All lines ahead of the one containing "POINT: one per instance on the black knit hat" are to be left out; that line and each one after it, through the end of the records below, are to be duplicated exactly.

Raw data Start Marker

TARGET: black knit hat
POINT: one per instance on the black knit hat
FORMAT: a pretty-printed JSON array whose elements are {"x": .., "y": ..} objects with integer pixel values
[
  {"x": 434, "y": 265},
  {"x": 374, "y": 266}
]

Raw data End Marker

Exercise output:
POINT: one per instance on the black knit hat
FORMAT: a pretty-printed JSON array whose elements are {"x": .., "y": ..} objects with integer pixel values
[
  {"x": 434, "y": 265},
  {"x": 374, "y": 266}
]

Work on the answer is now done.